— start of Text excerpt —

Level: Intermediate to Advanced Time to read: 18 min After reading: You'll understand the trade-offs, use cases, and architectural fit of major data warehouse and database platforms.

Platform Comparison Matrix

Feature	BigQuery	Snowflake	Databricks	PostgreSQL	Cassandra	MongoDB
Type	OLAP/DWH	OLAP/DWH	OLAP+ML	OLTP	NoSQL	NoSQL
Scaling	Auto	Manual	Auto	Vertical	Horizontal	Horizontal
Storage	GCS	S3/GCS	Delta	Local	Distributed	Local
Best for	Analytics	Enterprise DWH	ML + Analytics	Transactional	Wide columns	Flexible schema
Starting cost	Low	High	Medium	Free	Free	Free
Latency	Seconds	Second	Seconds/Minutes	Milliseconds	Milliseconds	Milliseconds

BigQuery (Google Cloud)

— end of Text excerpt —
— start of Records to use —

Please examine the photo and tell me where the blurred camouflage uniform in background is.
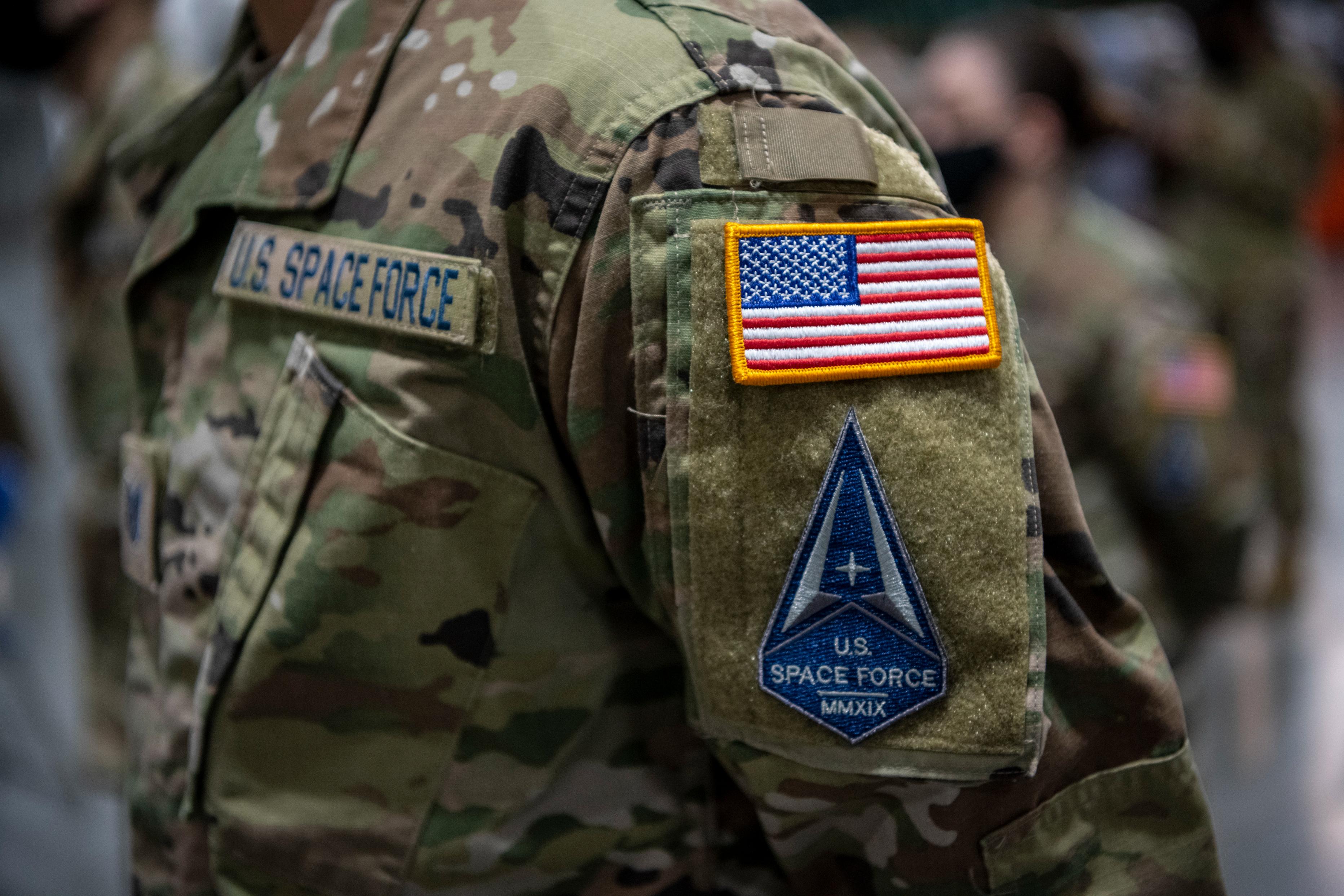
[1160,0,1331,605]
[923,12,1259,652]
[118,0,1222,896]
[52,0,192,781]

— end of Records to use —
— start of Records to use —

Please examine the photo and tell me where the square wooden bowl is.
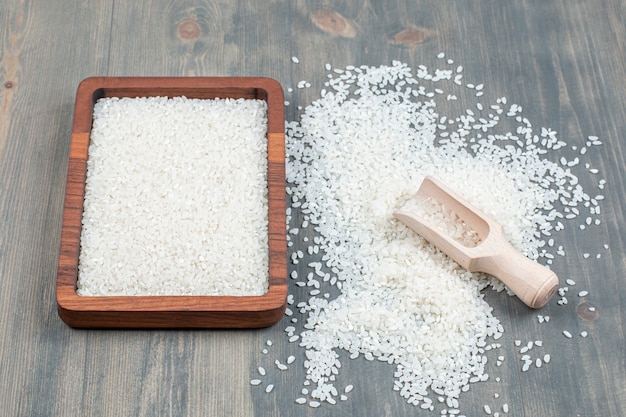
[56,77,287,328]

— end of Records to use —

» **Stated goal 1**
Return the platform comparison word for word from "Level: Intermediate to" to "and database platforms.".
» **Stated goal 2**
Retype the listing from the line with "Please examine the photo and tell me where the blurred" to the line with "[52,0,192,781]", leaving out the pictures.
The listing has no connection to the platform comparison.

» **Task result 1**
Level: Intermediate to Advanced Time to read: 18 min After reading: You'll understand the trade-offs, use cases, and architectural fit of major data warehouse and database platforms.

» **Task result 2**
Please examine the photo and tell me where the blurred camouflage uniform in background is.
[1160,0,1331,605]
[923,12,1259,652]
[118,0,1222,896]
[52,0,192,781]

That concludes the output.